- INSTRUCTIONS TO FOLLOW
Set the listing down again in full, word for word, with the pictures left out.
-- Start --
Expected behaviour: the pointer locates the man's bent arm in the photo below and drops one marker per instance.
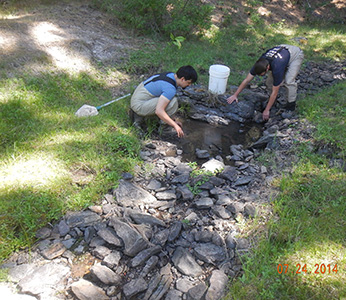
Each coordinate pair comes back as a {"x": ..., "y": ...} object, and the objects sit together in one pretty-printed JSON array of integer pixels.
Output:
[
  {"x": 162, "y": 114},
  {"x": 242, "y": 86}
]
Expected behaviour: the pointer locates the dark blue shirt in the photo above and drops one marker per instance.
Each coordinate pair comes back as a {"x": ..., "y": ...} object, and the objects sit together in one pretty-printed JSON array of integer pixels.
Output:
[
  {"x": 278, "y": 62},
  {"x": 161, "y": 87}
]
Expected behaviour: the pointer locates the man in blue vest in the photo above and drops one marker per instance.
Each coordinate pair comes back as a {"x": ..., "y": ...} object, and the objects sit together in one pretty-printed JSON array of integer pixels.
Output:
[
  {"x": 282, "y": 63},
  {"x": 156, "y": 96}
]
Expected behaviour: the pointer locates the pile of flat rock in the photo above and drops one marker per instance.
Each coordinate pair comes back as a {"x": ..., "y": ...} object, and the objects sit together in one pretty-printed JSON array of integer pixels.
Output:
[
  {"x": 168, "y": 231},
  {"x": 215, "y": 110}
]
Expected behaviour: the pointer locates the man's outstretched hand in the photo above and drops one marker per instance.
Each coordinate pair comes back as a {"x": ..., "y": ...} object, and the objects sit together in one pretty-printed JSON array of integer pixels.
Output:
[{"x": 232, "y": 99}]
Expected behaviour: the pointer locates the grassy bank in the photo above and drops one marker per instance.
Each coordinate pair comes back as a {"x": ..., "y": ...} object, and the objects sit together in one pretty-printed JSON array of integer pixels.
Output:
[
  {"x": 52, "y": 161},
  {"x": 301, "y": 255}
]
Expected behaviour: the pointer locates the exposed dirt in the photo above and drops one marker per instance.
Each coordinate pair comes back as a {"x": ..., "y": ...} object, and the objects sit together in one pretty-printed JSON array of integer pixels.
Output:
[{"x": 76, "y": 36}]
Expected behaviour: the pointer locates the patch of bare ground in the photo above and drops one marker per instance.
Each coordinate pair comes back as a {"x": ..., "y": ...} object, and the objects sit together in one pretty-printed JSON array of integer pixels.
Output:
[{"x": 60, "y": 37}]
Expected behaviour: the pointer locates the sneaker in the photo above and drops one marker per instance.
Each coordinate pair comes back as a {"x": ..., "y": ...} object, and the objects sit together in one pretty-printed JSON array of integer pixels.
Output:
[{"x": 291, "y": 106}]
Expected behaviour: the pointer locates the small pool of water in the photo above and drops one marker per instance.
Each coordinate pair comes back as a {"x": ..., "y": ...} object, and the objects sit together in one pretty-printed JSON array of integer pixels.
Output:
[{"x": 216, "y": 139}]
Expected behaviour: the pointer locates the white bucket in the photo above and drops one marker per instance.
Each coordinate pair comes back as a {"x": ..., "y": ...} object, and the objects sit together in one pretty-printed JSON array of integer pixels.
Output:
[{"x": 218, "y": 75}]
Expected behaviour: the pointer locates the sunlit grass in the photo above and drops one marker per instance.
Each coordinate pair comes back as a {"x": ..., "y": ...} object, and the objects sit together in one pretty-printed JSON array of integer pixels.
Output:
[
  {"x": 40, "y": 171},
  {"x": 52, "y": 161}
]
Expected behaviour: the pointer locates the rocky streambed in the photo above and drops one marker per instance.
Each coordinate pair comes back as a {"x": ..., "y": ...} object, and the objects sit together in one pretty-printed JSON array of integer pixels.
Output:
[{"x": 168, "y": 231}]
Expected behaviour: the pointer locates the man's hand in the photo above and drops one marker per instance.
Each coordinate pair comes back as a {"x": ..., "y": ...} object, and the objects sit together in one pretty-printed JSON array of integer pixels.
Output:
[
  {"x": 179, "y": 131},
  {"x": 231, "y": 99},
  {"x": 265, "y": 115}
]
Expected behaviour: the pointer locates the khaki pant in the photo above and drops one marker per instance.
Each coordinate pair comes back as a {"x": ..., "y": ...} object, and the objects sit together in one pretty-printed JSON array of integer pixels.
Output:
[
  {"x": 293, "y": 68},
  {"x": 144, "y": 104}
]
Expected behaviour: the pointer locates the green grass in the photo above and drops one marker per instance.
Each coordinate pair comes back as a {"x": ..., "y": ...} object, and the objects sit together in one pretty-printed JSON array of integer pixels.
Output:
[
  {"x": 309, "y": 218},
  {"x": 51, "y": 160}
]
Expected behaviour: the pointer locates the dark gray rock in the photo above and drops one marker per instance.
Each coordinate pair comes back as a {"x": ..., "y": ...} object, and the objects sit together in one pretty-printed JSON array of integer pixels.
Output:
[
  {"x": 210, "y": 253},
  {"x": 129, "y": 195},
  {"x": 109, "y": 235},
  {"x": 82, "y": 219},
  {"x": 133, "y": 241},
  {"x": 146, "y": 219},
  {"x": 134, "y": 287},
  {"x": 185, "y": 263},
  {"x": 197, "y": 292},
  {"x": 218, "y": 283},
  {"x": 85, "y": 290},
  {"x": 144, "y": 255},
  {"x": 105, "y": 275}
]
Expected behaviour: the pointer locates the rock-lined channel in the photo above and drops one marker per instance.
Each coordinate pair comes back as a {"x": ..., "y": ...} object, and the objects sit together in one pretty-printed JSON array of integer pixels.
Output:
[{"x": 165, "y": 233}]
-- End --
- ANSWER IN FULL
Expected behaviour: the pointer locates the man's bent arm in the photo below and drops one marker per instance.
Each coordinate pair comes back as a {"x": ..., "y": ...} object, and the objects sit together in one pretty-printed JSON array of integer pixels.
Output:
[
  {"x": 162, "y": 114},
  {"x": 242, "y": 86}
]
Expected behaviour: the pointer locates the dark blue shirt in the photo above and drops one marker per instance.
Each coordinate pair comes back as a {"x": ..., "y": ...} object, and the objects sit together in one pretty-printed JSON array of integer pixels.
Output:
[
  {"x": 278, "y": 62},
  {"x": 161, "y": 87}
]
Expected behaviour: the pointer locates the man in blue vest in the photo above and drops one marker per instance.
Each coordinate pair comes back as a {"x": ..., "y": ...} object, and the objects sit together in one pretty-printed JSON array of integer pixels.
Output:
[
  {"x": 282, "y": 63},
  {"x": 156, "y": 96}
]
Expected behaviour: the pointer locates the pile of flat rock in the photo above and drops one marker per instance.
Each coordinate pair comes back as a {"x": ..., "y": ...} object, and the objects sit together in one pretty-printed JSON array of integer pixels.
Output:
[
  {"x": 168, "y": 231},
  {"x": 215, "y": 110}
]
Expected behaviour: the pointer locates the man's outstretched hand in the photo above and drops one marker per instance.
Each coordinate pair comes back as a {"x": ..., "y": ...} object, and the objects sit together in one pretty-printed JSON array of integer pixels.
Output:
[{"x": 232, "y": 99}]
Expected behaviour: the pointer locates the grassy bank in the photo above and drops one marker per instance.
Each coordinate pair comes back as a {"x": ..., "y": ...} object, and the objects sit together in one pretty-printed JSON array of integer pixels.
Output:
[
  {"x": 52, "y": 161},
  {"x": 301, "y": 255}
]
Expected behaviour: the pointer locates the exposed dirt in the photo above and drops one marker per instance.
Each coordinate pair comes back as a {"x": ..., "y": ...} object, and the objects sit together in one pretty-printed JSON array of integer pixels.
Output:
[{"x": 76, "y": 36}]
Expected behaviour: the pointer locates the patch of bare ground in the photo above and drops one marker per instance.
Each coordinate pair comes back as a {"x": ..., "y": ...} object, and the objects sit together in one pretty-printed JSON array of integer pixels.
Output:
[{"x": 60, "y": 37}]
Expected behaviour: the pointer locates the sneaker in the photo above and drops one marker per instance.
Each coordinate pair comes back as a {"x": ..., "y": ...} object, and the objects sit together in one pretty-printed JSON array of integer pixels.
Output:
[{"x": 291, "y": 106}]
Expected behaviour: the pointer locates the small pool of water in the photo above and drops one marker per instance.
Each coordinate pair comes back as a {"x": ..., "y": ...} object, and the objects sit together in one pretty-printed JSON array of integer pixels.
Output:
[{"x": 216, "y": 139}]
Expected behaviour: the pointer locates the white bucket in the photo above and drops one marker per instance.
Each coordinate pair comes back as a {"x": ..., "y": ...} object, and the objects sit together in one pretty-printed JSON array of integer pixels.
Output:
[{"x": 218, "y": 75}]
Expected behaviour: the pointer locates the sunlit grass in the photo above and drops one marker per instance.
Each coordinate pair comes back as a {"x": ..., "y": ...} object, and the objects sit together in one pretty-printed JSON array of integer pixels.
Output:
[
  {"x": 40, "y": 171},
  {"x": 52, "y": 161}
]
Expected behaviour: the pointer locates the rocky streambed in the photo above and drops one marker per instance.
Each coordinate pair comes back as a {"x": ..., "y": ...} object, and the objects sit together in one pretty-printed JSON array of integer pixels.
Output:
[{"x": 168, "y": 231}]
Expected behaviour: the pointer locates the man's hand in the photo above and drops one marker per instance.
Each coordinate pair comes back as a {"x": ..., "y": ...} object, and the objects sit together in one pretty-printed JSON array of integer pixels.
Output:
[
  {"x": 179, "y": 131},
  {"x": 231, "y": 99},
  {"x": 265, "y": 115}
]
Expected behaviour: the pointer locates the khaki pant in the photo above and drops one marker per instance.
Each coordinate pair comes back as a {"x": ..., "y": ...} object, and the objects sit together in one pretty-printed JSON array of integer pixels.
Output:
[
  {"x": 293, "y": 68},
  {"x": 144, "y": 104}
]
Expected behaviour: the pointer locates the green grass in the photo above and drops one marker per instance.
Each coordinate pair comes back as a {"x": ..., "y": ...} object, and the objects sit together in one pretty-printed JSON array of integer pixels.
Output:
[
  {"x": 309, "y": 218},
  {"x": 51, "y": 160}
]
Expected behaviour: the pointer locates the dark gray rock in the photo above and drops one marker per instance.
Each coordinate pair comes back as a {"x": ..., "y": ...} object, and the objects sit together in one pretty-printed JSON array of integer pixels.
Output:
[
  {"x": 210, "y": 253},
  {"x": 129, "y": 195},
  {"x": 109, "y": 235},
  {"x": 82, "y": 219},
  {"x": 133, "y": 241},
  {"x": 146, "y": 219},
  {"x": 134, "y": 287},
  {"x": 185, "y": 263},
  {"x": 197, "y": 292},
  {"x": 218, "y": 283},
  {"x": 85, "y": 290},
  {"x": 144, "y": 255},
  {"x": 105, "y": 275}
]
Expected behaviour: the pointer locates the rock-lined channel in the photo above and drops one marker per instance.
Each coordinate pair comes back as a {"x": ..., "y": ...} object, and the objects sit together in one pretty-printed JSON array of integer pixels.
Output:
[{"x": 165, "y": 233}]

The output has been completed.